▸ **Task requirements**
Rescale the data below by copying every line in order, requests included, and multiplying each point coordinate listed after a "Target:" line by 1.55, rounding to whole numbers with halves rounded up. Leave the sample coordinates in the requests unchanged.
═══ Information shown
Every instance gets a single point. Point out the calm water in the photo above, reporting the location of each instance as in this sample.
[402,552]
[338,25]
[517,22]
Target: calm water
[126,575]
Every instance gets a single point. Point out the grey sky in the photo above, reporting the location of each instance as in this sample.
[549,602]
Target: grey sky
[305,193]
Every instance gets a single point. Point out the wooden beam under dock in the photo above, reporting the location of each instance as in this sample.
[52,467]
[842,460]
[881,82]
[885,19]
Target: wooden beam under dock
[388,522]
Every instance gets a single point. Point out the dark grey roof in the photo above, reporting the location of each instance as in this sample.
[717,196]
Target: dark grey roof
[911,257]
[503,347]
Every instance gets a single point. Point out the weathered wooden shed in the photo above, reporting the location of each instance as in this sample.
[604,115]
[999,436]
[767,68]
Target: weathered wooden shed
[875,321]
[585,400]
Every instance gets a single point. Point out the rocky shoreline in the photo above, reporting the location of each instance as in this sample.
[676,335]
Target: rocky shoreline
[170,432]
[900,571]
══════
▸ **Correct output**
Every instance gets a single point. Point out the calm water in the photo above, reporting the location of each instance as in this sample.
[402,552]
[338,25]
[517,22]
Target: calm water
[195,891]
Every instance gets a single point. Point out the grey sky in the photo above, reporting the location of each instance as in this sample.
[549,602]
Target: grey sky
[473,299]
Every instance gets a single point. Point out the wooden beam under dock in the photo above, reporting the location of each instance as in this sample.
[52,467]
[842,460]
[881,82]
[885,19]
Target: wooden beam under dock
[601,809]
Every instance gets a single point. Point out the dark grey roof in the photo above, reporting the location of each instance as in this sample.
[717,196]
Target: dark grey roof
[1412,398]
[780,538]
Every instance gets a single point. Point out the weathered wooden shed in the photo above, reporting the location of each instance as in this sample.
[604,115]
[999,436]
[767,68]
Target: weathered wooden shed
[1356,498]
[907,620]
Every instance gets a single point. Point out the rocky shoreline in the photo above, reporting the location of each instance as in this sample.
[676,335]
Target: rocky shoreline
[264,670]
[1395,885]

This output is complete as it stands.